BEGIN Source information

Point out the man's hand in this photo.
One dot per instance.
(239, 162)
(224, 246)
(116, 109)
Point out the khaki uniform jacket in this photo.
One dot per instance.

END Source information

### What the task asks
Lines containing the word "photo" are to be pulled from the records and copied.

### Written solution
Point out the man's hand in this photo.
Point out the khaki uniform jacket in this photo.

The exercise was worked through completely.